◆ WHAT TO WORK ON
Transcribe each line of the material as it is, and drop any picture.

__________________________________________________

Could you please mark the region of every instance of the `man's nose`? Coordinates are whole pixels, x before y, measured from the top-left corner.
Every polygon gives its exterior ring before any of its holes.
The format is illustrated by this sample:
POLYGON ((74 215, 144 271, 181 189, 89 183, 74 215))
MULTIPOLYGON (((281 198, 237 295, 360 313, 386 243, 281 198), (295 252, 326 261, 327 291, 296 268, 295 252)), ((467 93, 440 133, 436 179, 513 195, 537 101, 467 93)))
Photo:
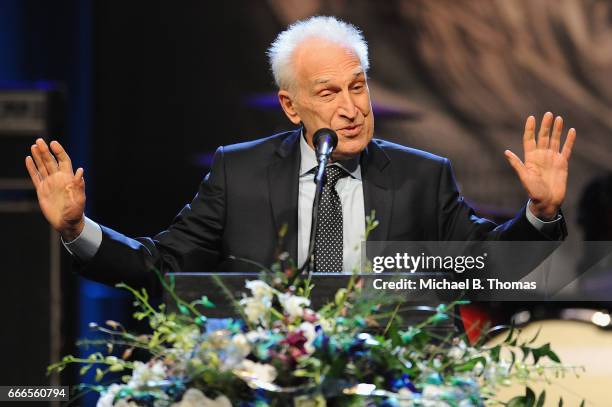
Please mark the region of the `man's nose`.
POLYGON ((342 92, 342 97, 340 98, 340 105, 338 106, 339 113, 342 117, 345 117, 349 120, 354 120, 357 117, 357 106, 353 101, 353 96, 349 91, 342 92))

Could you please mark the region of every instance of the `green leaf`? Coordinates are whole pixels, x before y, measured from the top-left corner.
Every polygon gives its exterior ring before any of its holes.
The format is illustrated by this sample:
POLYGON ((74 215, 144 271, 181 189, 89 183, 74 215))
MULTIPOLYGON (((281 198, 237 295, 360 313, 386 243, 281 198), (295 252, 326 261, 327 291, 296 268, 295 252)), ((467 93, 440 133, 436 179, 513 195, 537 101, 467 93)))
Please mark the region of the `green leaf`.
POLYGON ((104 372, 99 367, 96 368, 96 381, 99 382, 104 377, 104 372))
POLYGON ((499 362, 499 352, 501 351, 501 346, 500 345, 496 345, 493 348, 491 348, 491 359, 494 362, 499 362))
POLYGON ((543 407, 545 400, 546 400, 546 390, 542 390, 542 393, 540 393, 540 396, 538 397, 538 402, 536 403, 535 407, 543 407))
POLYGON ((531 390, 531 387, 525 389, 525 403, 527 407, 533 407, 535 404, 535 393, 531 390))

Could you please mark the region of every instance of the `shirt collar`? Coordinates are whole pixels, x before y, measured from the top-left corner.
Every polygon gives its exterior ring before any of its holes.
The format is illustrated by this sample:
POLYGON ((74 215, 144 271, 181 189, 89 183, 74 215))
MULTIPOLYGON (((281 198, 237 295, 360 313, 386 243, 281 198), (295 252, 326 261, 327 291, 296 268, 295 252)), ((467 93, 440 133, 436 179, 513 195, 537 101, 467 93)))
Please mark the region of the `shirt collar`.
MULTIPOLYGON (((300 177, 307 174, 313 168, 317 167, 317 155, 312 147, 306 142, 304 131, 300 132, 300 177)), ((359 157, 350 158, 348 160, 334 161, 333 165, 342 167, 351 177, 361 181, 361 166, 359 165, 359 157)))

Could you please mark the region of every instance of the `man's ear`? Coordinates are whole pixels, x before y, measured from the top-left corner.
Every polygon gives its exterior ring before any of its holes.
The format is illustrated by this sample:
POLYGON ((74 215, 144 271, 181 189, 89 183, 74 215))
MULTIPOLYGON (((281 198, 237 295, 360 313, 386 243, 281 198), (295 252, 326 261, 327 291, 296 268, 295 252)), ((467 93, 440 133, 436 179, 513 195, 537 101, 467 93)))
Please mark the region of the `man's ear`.
POLYGON ((302 118, 295 110, 295 105, 292 99, 292 95, 286 90, 278 91, 278 101, 283 108, 283 112, 287 115, 287 118, 291 120, 293 124, 300 124, 302 122, 302 118))

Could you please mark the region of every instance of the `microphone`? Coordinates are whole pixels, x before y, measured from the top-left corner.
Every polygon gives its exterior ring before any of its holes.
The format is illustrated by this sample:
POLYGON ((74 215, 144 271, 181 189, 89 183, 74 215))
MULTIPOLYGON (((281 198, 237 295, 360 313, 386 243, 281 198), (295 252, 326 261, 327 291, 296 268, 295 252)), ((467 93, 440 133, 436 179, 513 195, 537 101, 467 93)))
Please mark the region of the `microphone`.
POLYGON ((332 129, 322 128, 317 130, 312 136, 312 144, 315 147, 317 161, 319 162, 319 168, 317 170, 317 175, 315 176, 315 183, 320 185, 323 181, 327 161, 329 160, 331 153, 338 145, 338 136, 332 129))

__________________________________________________

◆ THE COMPLETED TASK
Could you please mark the region of every instance of the `man's nose`? Coordinates are whole pixels, x before y, measured from the top-left corner.
Every polygon gives its exterior ring before any of its holes.
The format is illustrated by this sample:
POLYGON ((74 215, 144 271, 181 189, 89 183, 74 215))
MULTIPOLYGON (((281 198, 237 295, 360 313, 386 243, 281 198), (295 252, 326 261, 327 291, 296 268, 295 252)), ((467 93, 440 133, 436 179, 513 195, 537 101, 467 93)))
Photo:
Please mark the region of the `man's nose`.
POLYGON ((342 92, 342 97, 340 98, 340 105, 338 106, 339 113, 342 117, 345 117, 349 120, 354 120, 357 117, 357 106, 353 101, 353 96, 349 91, 342 92))

Could you please mark the region of every instance of the `green leaf`? Coordinates are whole pixels, x before y, measured from the top-left corner.
Every polygon gives its exterior ring before any of its holes.
The format is illustrated by this sample:
POLYGON ((74 215, 144 271, 181 189, 89 183, 74 215))
MULTIPOLYGON (((281 198, 237 295, 360 313, 386 243, 281 198), (295 252, 326 261, 327 291, 296 268, 295 252)), ((467 93, 440 133, 436 179, 513 195, 537 101, 467 93)))
Please mark the region of the `green leaf`.
POLYGON ((104 372, 99 367, 96 368, 96 381, 99 382, 104 377, 104 372))
POLYGON ((499 362, 499 352, 501 351, 501 346, 500 345, 496 345, 493 348, 491 348, 491 359, 494 362, 499 362))
POLYGON ((543 407, 545 400, 546 400, 546 390, 542 390, 542 393, 540 393, 540 396, 538 397, 538 402, 536 403, 535 407, 543 407))
POLYGON ((531 390, 531 387, 525 389, 525 403, 527 407, 533 407, 535 404, 535 393, 531 390))

Could you please mark the region of every instance of the `shirt collar`? Coordinates are whole pixels, x before y, measured from the top-left corner.
Every polygon gives its exterior ring before any of its holes.
The format is illustrated by this sample:
POLYGON ((74 215, 144 271, 181 189, 89 183, 74 215))
MULTIPOLYGON (((281 198, 237 295, 360 313, 386 243, 281 198), (295 252, 326 261, 327 291, 296 268, 295 252)), ((467 93, 440 133, 436 179, 513 195, 537 101, 467 93)))
Please mark the region of the `shirt collar`.
MULTIPOLYGON (((300 177, 307 174, 313 168, 317 167, 317 155, 312 147, 306 142, 304 131, 300 132, 300 177)), ((359 157, 350 158, 348 160, 334 161, 333 165, 342 167, 351 177, 361 181, 361 166, 359 165, 359 157)))

Could you please mark the region of every instance of the `man's ear`? Coordinates are whole pixels, x before y, measured from the top-left corner.
Every polygon gives its exterior ring before any of its holes.
The format is illustrated by this sample:
POLYGON ((74 215, 144 271, 181 189, 89 183, 74 215))
MULTIPOLYGON (((281 198, 237 295, 360 313, 386 243, 281 198), (295 252, 326 261, 327 291, 296 268, 295 252)), ((467 93, 440 133, 436 179, 513 195, 537 101, 467 93)))
Please mark the region of the `man's ear`.
POLYGON ((302 118, 295 110, 295 105, 292 99, 292 95, 286 90, 278 91, 278 101, 283 108, 283 112, 287 115, 287 118, 291 120, 293 124, 300 124, 302 122, 302 118))

Could you please mark the region of every instance of the `microphone`? Coordinates are whole pixels, x before y, measured from the top-left corner.
Every polygon gives its exterior ring before any of its holes.
The format is illustrated by this sample:
POLYGON ((74 215, 144 271, 181 189, 89 183, 74 215))
MULTIPOLYGON (((281 198, 237 295, 360 313, 386 243, 281 198), (295 252, 326 261, 327 291, 296 268, 295 252)), ((467 93, 440 133, 436 179, 513 195, 537 101, 467 93)))
Please mark the region of the `microphone`.
POLYGON ((332 129, 322 128, 317 130, 312 136, 312 144, 315 147, 317 161, 319 162, 319 168, 317 170, 317 175, 315 176, 315 183, 320 185, 323 181, 327 161, 329 160, 331 153, 338 145, 338 136, 332 129))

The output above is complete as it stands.